----- Teks yang Diberikan -----
Akan tetapi proses yang harus dijalani tidaklah simple atau tanpa administrasi penatausahaan sebagaimana selalu menjadi arahan Peraturan Perundang-Undangan tentang pengelolaan keuangan daerah, Pengelolaan BMD ataupun lebih spesifik lagi Peraturan Pemerintah atau Peraturan Menteri tentang Hibah Kepada Daerah. Peran serta kelompok masyarakat atau perorangan terhadap perkembangan daerah memang seharusnya nyata dan kontributif. Akan tetapi niat baik tersebut harus pula benar secara regulasi. Secara tegas dalam Peraturan Menteri Keuangan Nomor 52 /PMK. 010 /2006 Tentang Tata Cara Pemberian Hibah Kepada Daerah Bab IX Pasal 21 dijelaskan bahwa 1).
-----
Tugas Singkat A »
Jawablah pertanyaan berikut berdasarkan teks tentang hibah kepada daerah.
(i) Peran serta kelompok masyarakat atau perorangan terhadap perkembangan daerah seharusnya bersifat bagaimana?
(ii) Berapa nomor Peraturan Menteri Keuangan yang disebut dalam teks?
(iii) Pada bab dan pasal berapa ketentuan tersebut dijelaskan?
Tugas Singkat B » Tuliskan kembali baris-baris koordinat mulai dari baris pertama hingga baris yang memuat "[0,45,406,552]", kedua ujungnya termasuk.
Teks dan baris-baris koordinat ini berasal dari sumber yang berbeda.
----- Data Tersedia -----
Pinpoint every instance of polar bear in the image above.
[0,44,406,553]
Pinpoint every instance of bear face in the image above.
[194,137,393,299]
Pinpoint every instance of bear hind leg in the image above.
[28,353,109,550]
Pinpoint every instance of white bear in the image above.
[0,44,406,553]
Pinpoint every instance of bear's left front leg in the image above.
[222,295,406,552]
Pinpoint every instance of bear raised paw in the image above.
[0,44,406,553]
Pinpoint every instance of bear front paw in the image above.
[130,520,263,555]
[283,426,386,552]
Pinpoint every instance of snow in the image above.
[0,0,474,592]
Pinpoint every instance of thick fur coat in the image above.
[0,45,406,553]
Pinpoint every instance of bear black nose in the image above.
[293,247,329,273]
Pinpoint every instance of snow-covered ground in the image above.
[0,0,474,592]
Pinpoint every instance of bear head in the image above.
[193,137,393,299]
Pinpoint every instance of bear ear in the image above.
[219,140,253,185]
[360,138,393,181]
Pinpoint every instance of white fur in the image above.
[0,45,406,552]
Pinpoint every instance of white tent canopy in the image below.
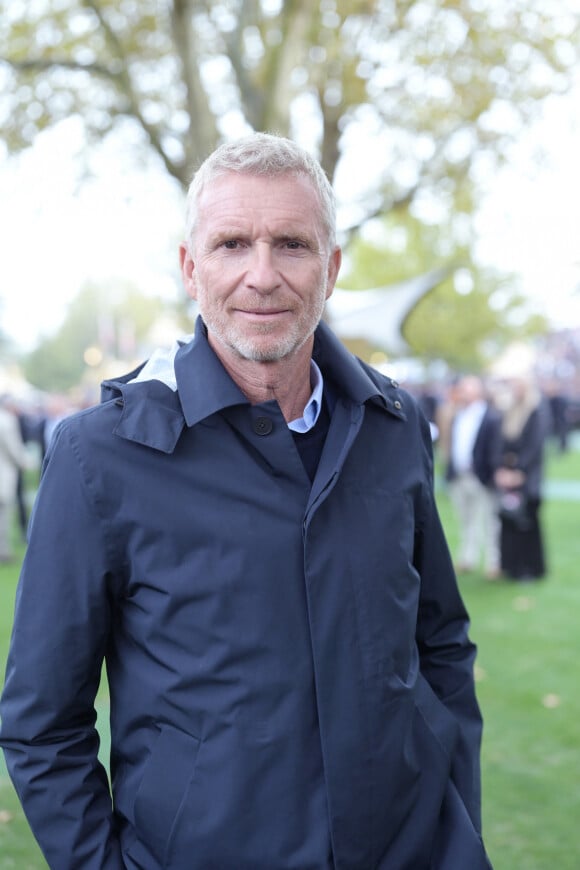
[326,269,449,356]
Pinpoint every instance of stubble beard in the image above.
[198,284,326,363]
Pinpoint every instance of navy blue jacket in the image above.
[0,322,488,870]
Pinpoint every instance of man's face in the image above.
[181,172,340,362]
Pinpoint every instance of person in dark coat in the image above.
[0,134,490,870]
[495,376,550,580]
[446,375,501,580]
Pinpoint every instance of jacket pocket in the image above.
[135,725,200,867]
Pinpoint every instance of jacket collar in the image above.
[101,317,405,453]
[313,321,406,419]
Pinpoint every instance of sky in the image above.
[0,82,580,350]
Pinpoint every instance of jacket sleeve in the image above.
[0,418,124,870]
[415,416,482,832]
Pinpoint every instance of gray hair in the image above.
[185,133,336,252]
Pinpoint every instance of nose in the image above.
[246,242,280,293]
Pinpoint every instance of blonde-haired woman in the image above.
[495,377,548,580]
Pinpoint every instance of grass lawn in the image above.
[0,440,580,870]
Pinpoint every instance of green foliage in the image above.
[0,0,579,201]
[341,213,546,371]
[22,285,167,392]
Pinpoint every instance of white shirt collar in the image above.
[132,336,324,434]
[288,359,324,434]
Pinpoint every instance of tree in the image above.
[342,215,546,371]
[22,285,167,392]
[0,0,580,212]
[0,0,580,362]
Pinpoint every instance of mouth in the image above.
[237,308,288,320]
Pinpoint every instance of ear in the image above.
[326,247,342,299]
[179,242,197,299]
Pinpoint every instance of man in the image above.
[446,375,501,580]
[1,134,489,870]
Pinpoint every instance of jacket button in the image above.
[254,417,274,435]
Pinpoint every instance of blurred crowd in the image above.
[0,375,580,580]
[412,373,580,581]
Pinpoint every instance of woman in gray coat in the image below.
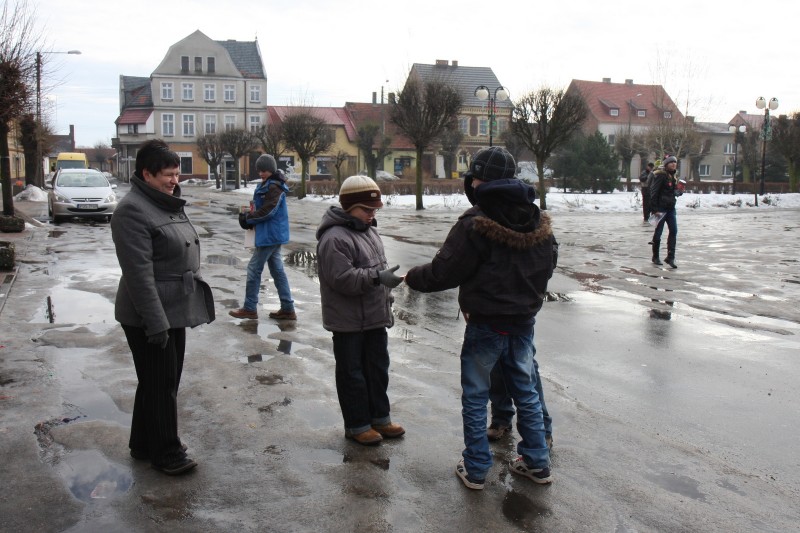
[111,139,214,475]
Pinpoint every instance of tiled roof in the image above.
[117,108,153,124]
[216,40,267,79]
[267,106,356,141]
[345,102,414,150]
[410,62,514,108]
[567,80,683,125]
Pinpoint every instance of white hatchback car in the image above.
[47,168,117,224]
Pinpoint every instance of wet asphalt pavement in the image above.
[0,186,800,532]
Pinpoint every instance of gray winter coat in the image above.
-----
Hasil Akhir A »
(i) Nyata dan kontributif.
(ii) Nomor 52 /PMK. 010 /2006.
(iii) Bab IX Pasal 21.

Hasil Akhir B »
Pinpoint every instance of polar bear in the image above.
[0,44,406,553]
Pinpoint every instance of bear face in the image above.
[194,137,393,299]
Pinpoint every instance of bear hind leg in the image above.
[28,353,109,550]
Pinpoint every instance of white bear in the image above.
[0,44,406,553]
Pinpoint every instance of bear's left front leg in the image above.
[222,295,406,552]
Pinpoint every instance of bear raised paw in the image above.
[0,44,406,553]
Pinpoint every instance of bear front paw in the image above.
[130,520,263,555]
[283,426,386,552]
Pinpoint every instance of snow in the image above.
[0,0,474,592]
Pinpoint every instance of thick fur coat in the image above.
[0,45,406,553]
Pinpoint every instance of bear black nose in the image above.
[293,247,329,273]
Pinpoint every instance of snow-covered ground in the image above.
[0,0,474,592]
Pinpoint every instance of bear head in the image above.
[193,137,393,299]
Pinpoint every instance of bear ear in the image above.
[219,140,253,185]
[360,138,393,181]
Pinpoint every instance of white fur in the image above.
[0,45,406,552]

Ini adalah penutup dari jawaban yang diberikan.